* _AIM OF THE EXERCISE_
Render the lines below as a two-column CSV with the headers "prompt" and "boxes". Give one row for each line beginning "Point out", put its text in the first field and every line after it up to the next "Point out" line in the second, quote each field, and replace line breaks with spaces.

*** EXTRACTED INFORMATION ***

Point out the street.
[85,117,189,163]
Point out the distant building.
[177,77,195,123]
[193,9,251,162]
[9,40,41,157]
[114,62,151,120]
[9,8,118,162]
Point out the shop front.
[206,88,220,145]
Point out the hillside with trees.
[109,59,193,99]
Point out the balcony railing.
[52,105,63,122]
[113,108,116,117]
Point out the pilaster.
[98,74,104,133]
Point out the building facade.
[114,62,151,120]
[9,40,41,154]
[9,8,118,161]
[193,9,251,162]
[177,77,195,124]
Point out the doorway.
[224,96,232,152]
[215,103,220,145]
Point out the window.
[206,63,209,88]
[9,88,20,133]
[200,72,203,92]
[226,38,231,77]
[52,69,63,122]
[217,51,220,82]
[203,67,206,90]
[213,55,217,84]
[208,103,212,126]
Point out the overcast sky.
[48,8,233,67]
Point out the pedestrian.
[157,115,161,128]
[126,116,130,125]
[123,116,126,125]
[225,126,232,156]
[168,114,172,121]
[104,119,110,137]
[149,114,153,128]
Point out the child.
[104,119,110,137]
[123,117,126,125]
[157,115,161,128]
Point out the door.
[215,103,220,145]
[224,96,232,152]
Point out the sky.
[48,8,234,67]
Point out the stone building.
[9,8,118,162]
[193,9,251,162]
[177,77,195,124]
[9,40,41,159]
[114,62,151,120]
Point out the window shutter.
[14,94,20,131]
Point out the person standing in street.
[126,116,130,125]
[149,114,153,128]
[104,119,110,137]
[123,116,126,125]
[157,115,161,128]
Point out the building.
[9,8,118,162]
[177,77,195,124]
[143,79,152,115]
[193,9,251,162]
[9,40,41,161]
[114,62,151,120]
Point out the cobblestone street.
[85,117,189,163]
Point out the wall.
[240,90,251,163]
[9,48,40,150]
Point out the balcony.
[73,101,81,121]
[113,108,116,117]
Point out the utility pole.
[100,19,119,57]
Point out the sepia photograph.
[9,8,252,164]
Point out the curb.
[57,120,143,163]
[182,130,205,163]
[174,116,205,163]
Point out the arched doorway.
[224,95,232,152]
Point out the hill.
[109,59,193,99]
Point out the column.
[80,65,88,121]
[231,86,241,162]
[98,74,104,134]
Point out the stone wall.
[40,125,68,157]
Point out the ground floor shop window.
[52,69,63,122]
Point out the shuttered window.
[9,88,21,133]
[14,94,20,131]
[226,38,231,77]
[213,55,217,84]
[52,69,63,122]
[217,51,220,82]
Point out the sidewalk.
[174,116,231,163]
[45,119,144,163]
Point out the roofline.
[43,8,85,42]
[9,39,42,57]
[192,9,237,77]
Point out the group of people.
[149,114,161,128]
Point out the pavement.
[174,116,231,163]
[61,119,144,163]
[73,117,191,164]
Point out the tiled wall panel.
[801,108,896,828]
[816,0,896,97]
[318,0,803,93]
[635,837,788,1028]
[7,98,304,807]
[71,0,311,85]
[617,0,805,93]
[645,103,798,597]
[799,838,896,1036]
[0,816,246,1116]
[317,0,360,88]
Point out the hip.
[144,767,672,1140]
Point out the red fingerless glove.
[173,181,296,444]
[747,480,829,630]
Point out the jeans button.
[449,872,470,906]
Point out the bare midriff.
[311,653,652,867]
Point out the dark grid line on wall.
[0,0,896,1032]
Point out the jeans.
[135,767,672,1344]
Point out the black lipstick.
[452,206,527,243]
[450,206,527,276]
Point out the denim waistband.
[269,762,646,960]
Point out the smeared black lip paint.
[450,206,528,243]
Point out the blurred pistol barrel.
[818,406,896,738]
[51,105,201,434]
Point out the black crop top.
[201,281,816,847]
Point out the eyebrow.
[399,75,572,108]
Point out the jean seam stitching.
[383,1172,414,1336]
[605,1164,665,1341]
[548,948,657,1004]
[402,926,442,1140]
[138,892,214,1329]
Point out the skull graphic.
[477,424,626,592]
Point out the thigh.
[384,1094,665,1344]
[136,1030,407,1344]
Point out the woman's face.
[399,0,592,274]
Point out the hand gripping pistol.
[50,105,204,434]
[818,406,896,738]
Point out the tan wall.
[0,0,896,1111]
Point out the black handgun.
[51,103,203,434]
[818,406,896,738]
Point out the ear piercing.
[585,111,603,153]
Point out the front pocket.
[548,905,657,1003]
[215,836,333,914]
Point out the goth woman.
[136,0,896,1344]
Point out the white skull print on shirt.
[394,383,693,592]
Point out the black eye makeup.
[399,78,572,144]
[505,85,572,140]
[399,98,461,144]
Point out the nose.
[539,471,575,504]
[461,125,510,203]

***

* _TASK RESULT_
prompt,boxes
"Point out the street.","[85,117,189,163]"
"Point out the distant building.","[177,77,195,123] [193,9,251,162] [9,40,41,157] [114,62,151,120] [9,8,118,162]"
"Point out the shop front.","[206,88,220,145]"
"Point out the hillside with trees.","[109,59,193,99]"
"Point out the balcony railing.","[52,105,63,122] [113,108,116,117]"
"Point out the pilaster.","[98,74,104,133]"
"Point out the building facade.","[114,62,151,120] [9,40,41,154] [9,8,118,161] [193,9,251,162] [177,77,195,124]"
"Point out the doorway.","[224,96,232,152] [215,103,220,145]"
"Point out the window.","[206,63,209,88] [9,88,20,133] [200,72,203,92] [226,38,231,77] [52,69,63,122] [217,51,220,82] [203,67,206,90] [213,55,217,84] [208,103,212,126]"
"Point out the overcast sky.","[48,8,233,67]"
"Point out the pedestrian.","[157,115,161,128] [126,116,130,125] [123,116,126,125] [225,126,232,156] [168,114,172,121] [104,119,110,137] [149,114,153,128]"
"Point out the child.","[104,119,110,137] [123,117,126,125] [157,115,161,128]"
"Point out the door.","[215,103,220,145] [224,96,232,152]"
"Point out the sky.","[48,8,234,67]"
"Point out the stone building.","[9,8,118,162] [193,9,251,162] [177,77,195,124] [9,40,41,159] [114,62,151,120]"
"Point out the window shutter.","[14,94,20,131]"
"Point out the person standing in street.","[126,116,130,125] [149,114,153,128] [104,119,110,137] [123,116,126,125] [157,115,161,128]"
"Point out the building.","[9,8,118,162] [177,77,195,124] [143,79,152,115] [193,9,251,162] [9,40,41,161] [114,62,151,120]"
"Point out the cobblestone street.","[85,117,189,163]"
"Point out the wall.","[240,90,251,163] [9,48,40,150]"
"Point out the balcony.","[73,101,81,121] [113,108,116,117]"
"Point out the utility pole.","[100,19,119,57]"
"Point out the sepia photograph.","[9,8,252,164]"
"Point out the curb.","[57,120,143,163] [182,130,205,163] [174,116,205,163]"
"Point out the arched doorway.","[224,95,232,152]"
"Point out the hill.","[109,59,193,99]"
"Point out the column.","[80,65,88,121] [231,86,241,162] [98,74,104,134]"
"Point out the stone wall.","[40,125,68,157]"
"Point out the ground floor shop window.","[52,69,63,122]"
"Point out the shuttered window.","[9,88,21,133] [14,94,20,131] [226,38,231,77] [213,55,217,84] [52,69,63,122] [217,51,220,82]"
"Point out the sidewalk.","[174,116,231,163] [45,119,144,163]"
"Point out the roofline.","[43,8,85,42] [9,39,42,57] [192,9,237,77]"
"Point out the group of people.","[149,114,161,128]"
"Point out the pavement.","[174,116,231,163] [61,119,144,163] [73,117,191,164]"
"Point out the tiled wall panel.","[801,108,896,828] [816,0,896,97] [318,0,803,93] [635,837,788,1028] [7,98,304,807] [71,0,311,85] [617,0,805,93] [645,103,798,597] [799,838,896,1036] [0,816,246,1116] [317,0,360,88]"
"Point out the hip.","[144,767,672,1140]"
"Point out the red fingerless glove.","[173,181,296,444] [747,480,829,630]"
"Point out the jeans button.","[449,872,470,906]"
"Point out the bare midriff.","[311,653,652,867]"
"Point out the dark grid line on wall.","[0,0,896,1032]"
"Point out the jeans.","[135,767,672,1344]"
"Point out the black lipstick.","[452,206,527,243] [450,206,527,276]"
"Point out the denim waistband.","[269,762,646,960]"
"Point out the smeared black lip paint.","[450,206,528,243]"
"Point out the blurred pistol barrel.","[818,406,896,738] [51,105,201,434]"
"Point out the black crop top.","[201,281,816,847]"
"Point out the eyebrow.","[399,75,572,108]"
"Point out the jean seam stitching.","[383,1172,414,1336] [605,1164,665,1341] [548,948,657,1004] [402,926,442,1140] [138,892,214,1329]"
"Point out the skull graphic.","[477,424,626,592]"
"Point out the thigh.","[384,1094,665,1344] [136,1030,407,1344]"
"Point out the woman's face.","[399,0,592,274]"
"Point out the hand gripping pistol.","[50,105,204,434] [818,406,896,738]"
"Point out the tan wall.","[0,0,896,1111]"
"Point out the black handgun.","[51,103,203,434] [818,406,896,738]"
"Point out the ear piercing.","[585,111,603,153]"
"Point out the front pocket.","[548,905,657,1003] [215,836,333,914]"
"Point out the goth woman.","[136,0,896,1344]"
"Point out the white skull print on shirt.","[394,383,693,592]"
"Point out the black eye makeup.","[399,78,572,144] [505,85,572,140] [399,98,461,144]"
"Point out the nose.","[539,471,575,504] [461,125,510,203]"